**REQUEST:** In the review of the animation exhibition, who curated the show?

1 October - 30 October 2011

Animation. It’s the poor man’s movies. And woman’s too, if a current show at the Calder and Lawson Gallery, (Gallagher Academy of Performing Arts, University of Waikato) is anything to go by. Curated by Lisa Perrott, Senior Lecturer in Screen and Media Studies at the University of Waikato and herself a contributor; of the eleven artists represented, half are women.

Handmade Pixels: Exposing the Animation Process, covers a wide cross-section of styles and techniques in this medium, beginning with the New Zealand grand master himself, Len Lye whose first scratched and painted reels were shown to the London Film Society in the late twenties. On display are not only the films themselves, but happily the puppets, props, working drawings and still images from each of artist’s creation. In Lye’s case we have the tools he utilized, comb, shaving blade and stencils, used in his direct animation method and some of the notes he scribbled for himself on paper.

**DATA:**

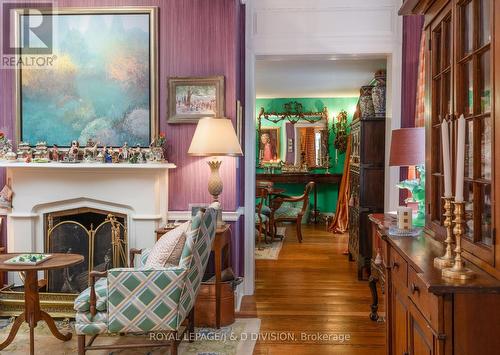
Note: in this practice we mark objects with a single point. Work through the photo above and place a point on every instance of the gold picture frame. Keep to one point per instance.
(272, 152)
(151, 11)
(192, 98)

**PROBLEM SOLUTION:** Lisa Perrott, Senior Lecturer in Screen and Media Studies at the University of Waikato.